### SELECTED PASSAGE:
<<<<

He carried on, explaining what they felt they needed on their counter and I mentally reversed our white rind lactic cheese to year 5 and brought forward the washed rind to year 1 to see how I felt about that.  Although I’d been entirely decided about the lactic cheese, I found that I actually didn’t feel particularly upset about switching things around and we ended the conversation by agreeing that I’d talk to Rose and we’d both consider the matter further.
Meanwhile I had a Blue Cheese course to go on at the School of Artisan Food where I’d have chance to talk to Ivan Larcher about the idea so I emailed him to ask how it might affect our dairy plan and to warn him I’d be asking him about it when I saw him.
‘What do you want to do?’ Ivan asked, getting to the point with clear sighted accuracy and without beating about the bush, ‘Make a cheese you want to make or sell to Neal’s Yard?’
A good question.
I examined my motives and in doing so, I realised that, having spent 16 years at Neal’s Yard, I did want them to sell my cheese.  In part, I wanted the friends I have there to be excited about what I’m making, but also I know from working at Holker with Martin that if anyone can be relied upon to push you, always ask for the cheese to be better and make sure you aren’t resting on your laurels, it’s Neal’s Yard Dairy.  I want someone to be a pain in the arse and insist that I make them better cheese.
That said, I want to make what I want to make.  So in answer to Ivan’s question, I want to do both.  I want to make what I want to make and I want to sell to them.
In terms of a washed rind cheese, I want to look to Italy for inspiration, just as I did with our blue cheese.  Italy is my second home.  I’ve spent about a tenth of my life there over the years and in many ways I’ve grown up there.  It doesn’t matter which city I arrive in or whether I’ve been there before or not, I am at home.  While France boasts wonderful washed rind cheeses (and I’ve been helping out with Mons at Borough Market recently so I’ve been getting to know some of them in much more detail), I don’t have the connection with France that I do with Italy.  So if we’re talking washed rind, then I want to make something based on Taleggio with its sweet, milky, honeyed, savoury flavour profile and its silky texture.
In terms of lactic cheese, well we’ll see, in Year 5, if they are interested.  They can plan and look for gaps in their range as any efficient shop or affineur would but that’s not the only thing that makes your product choice for you.  Sometimes you just respond to a cheese that’s damn good.  In other words, if I make it delicious enough, they will buy it.  I do like a challenge.

Musical Chairs or Where to Site a Dairy

When Rose and I first spoke about their cheesemaking plans, she explained that one of the big obstacles was that they had not yet found an appropriate place on the estate to build the dairy.  A couple of places had been proposed.  She had her favourite.  Neither one was without its problems.

Chair No 1, Manor Farm

Manor Farm, was close to Rose’s house and the main road through Nettlebed, with a lovely view over the hills looking to the south west, but, unfortunately, also with a tenant..

Chair No 2, The Grain Dryer

The other site, known to us as the Grain Dryer Site, was basically a field next to a sawmill and a barn with grain drying silos, hence the name.  There were no tenant issues here but equally the build would be much bigger and more expensive.  There was no structure we could use, so everything, including the foundations and hardcore needed to be put down.  It was also potentially more difficult to get our planning permission too, as it would need to be a completely new build.

>>>>

### TASK OBJECTIVE:
Can you quote the cheesemaking passage word for word, starting with "Meanwhile I had" and going on through "A good question."?

### LISTED RECORDS:

<<<<

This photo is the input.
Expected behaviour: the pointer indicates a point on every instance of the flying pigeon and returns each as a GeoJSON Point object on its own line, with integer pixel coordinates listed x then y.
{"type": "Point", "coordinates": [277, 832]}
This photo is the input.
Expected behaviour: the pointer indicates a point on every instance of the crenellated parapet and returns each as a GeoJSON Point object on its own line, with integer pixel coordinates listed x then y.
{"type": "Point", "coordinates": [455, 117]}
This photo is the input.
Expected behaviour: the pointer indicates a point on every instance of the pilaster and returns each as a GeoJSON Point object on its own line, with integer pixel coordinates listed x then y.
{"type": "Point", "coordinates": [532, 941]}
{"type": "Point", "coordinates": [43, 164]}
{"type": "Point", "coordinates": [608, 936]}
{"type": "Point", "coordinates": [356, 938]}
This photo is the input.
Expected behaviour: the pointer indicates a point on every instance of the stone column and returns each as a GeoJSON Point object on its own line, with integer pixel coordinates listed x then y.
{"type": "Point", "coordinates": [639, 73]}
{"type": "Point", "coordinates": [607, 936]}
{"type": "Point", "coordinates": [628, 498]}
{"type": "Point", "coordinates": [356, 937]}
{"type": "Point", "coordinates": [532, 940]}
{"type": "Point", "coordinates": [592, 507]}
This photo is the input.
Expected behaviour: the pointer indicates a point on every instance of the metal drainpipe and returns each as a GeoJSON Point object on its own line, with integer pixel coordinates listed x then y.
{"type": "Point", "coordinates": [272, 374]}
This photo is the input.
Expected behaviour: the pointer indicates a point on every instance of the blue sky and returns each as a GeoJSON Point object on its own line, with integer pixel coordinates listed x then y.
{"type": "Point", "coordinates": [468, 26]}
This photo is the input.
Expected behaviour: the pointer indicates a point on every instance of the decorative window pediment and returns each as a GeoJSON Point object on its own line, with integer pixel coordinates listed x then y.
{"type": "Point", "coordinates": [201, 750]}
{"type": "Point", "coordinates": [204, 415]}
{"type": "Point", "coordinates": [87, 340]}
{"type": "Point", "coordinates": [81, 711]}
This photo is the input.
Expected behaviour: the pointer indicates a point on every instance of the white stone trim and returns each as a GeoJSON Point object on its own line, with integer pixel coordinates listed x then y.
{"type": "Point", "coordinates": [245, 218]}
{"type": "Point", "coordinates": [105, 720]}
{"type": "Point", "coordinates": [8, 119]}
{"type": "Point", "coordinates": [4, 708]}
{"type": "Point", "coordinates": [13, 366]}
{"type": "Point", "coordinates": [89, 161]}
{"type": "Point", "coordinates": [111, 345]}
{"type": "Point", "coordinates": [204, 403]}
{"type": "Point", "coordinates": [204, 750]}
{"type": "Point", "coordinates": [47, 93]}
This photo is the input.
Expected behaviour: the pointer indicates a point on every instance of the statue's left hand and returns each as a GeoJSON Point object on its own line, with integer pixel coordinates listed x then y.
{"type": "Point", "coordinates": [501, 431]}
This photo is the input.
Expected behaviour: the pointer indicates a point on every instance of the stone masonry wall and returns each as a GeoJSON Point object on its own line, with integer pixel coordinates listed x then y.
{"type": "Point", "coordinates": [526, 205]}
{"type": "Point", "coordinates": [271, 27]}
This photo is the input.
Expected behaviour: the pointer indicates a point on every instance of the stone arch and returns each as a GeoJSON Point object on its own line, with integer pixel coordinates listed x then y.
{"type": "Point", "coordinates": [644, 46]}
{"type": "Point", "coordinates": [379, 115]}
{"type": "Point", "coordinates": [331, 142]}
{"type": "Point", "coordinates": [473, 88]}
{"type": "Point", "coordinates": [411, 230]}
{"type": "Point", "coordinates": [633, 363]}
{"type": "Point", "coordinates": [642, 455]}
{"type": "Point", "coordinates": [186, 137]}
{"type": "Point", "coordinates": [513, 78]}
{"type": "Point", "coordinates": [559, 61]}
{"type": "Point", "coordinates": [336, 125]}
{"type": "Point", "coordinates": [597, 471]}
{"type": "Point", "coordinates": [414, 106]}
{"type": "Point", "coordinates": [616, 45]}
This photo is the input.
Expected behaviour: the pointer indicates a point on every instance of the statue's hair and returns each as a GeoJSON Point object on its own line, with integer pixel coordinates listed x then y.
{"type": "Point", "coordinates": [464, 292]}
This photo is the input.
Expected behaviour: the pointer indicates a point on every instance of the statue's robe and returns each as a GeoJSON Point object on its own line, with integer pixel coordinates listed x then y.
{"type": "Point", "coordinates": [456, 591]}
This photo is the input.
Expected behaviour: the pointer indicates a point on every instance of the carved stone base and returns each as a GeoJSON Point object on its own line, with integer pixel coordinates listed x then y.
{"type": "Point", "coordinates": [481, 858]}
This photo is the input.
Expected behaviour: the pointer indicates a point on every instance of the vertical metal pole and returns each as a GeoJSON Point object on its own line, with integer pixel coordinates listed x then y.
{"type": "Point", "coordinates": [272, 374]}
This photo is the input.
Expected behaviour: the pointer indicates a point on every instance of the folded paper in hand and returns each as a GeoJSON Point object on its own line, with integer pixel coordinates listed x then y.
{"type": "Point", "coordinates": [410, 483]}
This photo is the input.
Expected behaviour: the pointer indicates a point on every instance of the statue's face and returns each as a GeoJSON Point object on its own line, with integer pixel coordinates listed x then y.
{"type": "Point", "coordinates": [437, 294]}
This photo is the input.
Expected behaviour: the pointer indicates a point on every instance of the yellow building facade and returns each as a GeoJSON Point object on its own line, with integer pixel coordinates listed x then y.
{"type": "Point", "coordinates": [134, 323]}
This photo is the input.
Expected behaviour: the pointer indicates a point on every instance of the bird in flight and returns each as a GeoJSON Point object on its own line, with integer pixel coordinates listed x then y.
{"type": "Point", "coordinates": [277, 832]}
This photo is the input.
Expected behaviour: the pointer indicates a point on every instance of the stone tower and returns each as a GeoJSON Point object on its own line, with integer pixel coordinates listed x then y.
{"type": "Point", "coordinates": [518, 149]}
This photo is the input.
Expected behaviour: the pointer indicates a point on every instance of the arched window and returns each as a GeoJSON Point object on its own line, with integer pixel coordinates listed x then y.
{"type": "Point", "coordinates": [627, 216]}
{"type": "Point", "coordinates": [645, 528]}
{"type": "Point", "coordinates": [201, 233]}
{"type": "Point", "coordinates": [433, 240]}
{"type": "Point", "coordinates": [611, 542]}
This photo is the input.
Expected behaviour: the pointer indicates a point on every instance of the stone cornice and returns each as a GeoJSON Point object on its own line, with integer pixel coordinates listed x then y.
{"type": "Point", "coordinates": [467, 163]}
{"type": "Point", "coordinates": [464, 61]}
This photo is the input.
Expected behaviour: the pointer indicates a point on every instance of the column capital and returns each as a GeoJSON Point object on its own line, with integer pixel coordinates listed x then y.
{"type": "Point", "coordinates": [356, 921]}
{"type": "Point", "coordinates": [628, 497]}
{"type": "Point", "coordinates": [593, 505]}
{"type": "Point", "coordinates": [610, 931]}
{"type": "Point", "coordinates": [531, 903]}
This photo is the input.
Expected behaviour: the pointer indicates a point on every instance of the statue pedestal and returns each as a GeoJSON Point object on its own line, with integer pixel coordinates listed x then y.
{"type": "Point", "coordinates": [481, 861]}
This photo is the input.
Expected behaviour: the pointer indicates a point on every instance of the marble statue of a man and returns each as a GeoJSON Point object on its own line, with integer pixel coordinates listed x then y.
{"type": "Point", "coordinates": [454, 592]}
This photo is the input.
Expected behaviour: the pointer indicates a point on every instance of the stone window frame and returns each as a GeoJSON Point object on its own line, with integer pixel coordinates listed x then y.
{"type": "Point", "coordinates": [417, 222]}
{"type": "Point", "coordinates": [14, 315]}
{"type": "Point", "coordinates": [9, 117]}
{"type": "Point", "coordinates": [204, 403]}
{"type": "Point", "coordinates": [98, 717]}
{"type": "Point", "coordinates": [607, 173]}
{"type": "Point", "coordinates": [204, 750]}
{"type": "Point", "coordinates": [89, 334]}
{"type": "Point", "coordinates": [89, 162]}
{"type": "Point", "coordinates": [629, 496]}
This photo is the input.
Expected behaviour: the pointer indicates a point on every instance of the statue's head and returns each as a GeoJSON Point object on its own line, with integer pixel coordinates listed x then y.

>>>>

### THE RESULT:
Meanwhile I had a Blue Cheese course to go on at the School of Artisan Food where I’d have chance to talk to Ivan Larcher about the idea so I emailed him to ask how it might affect our dairy plan and to warn him I’d be asking him about it when I saw him.
‘What do you want to do?’ Ivan asked, getting to the point with clear sighted accuracy and without beating about the bush, ‘Make a cheese you want to make or sell to Neal’s Yard?’
A good question.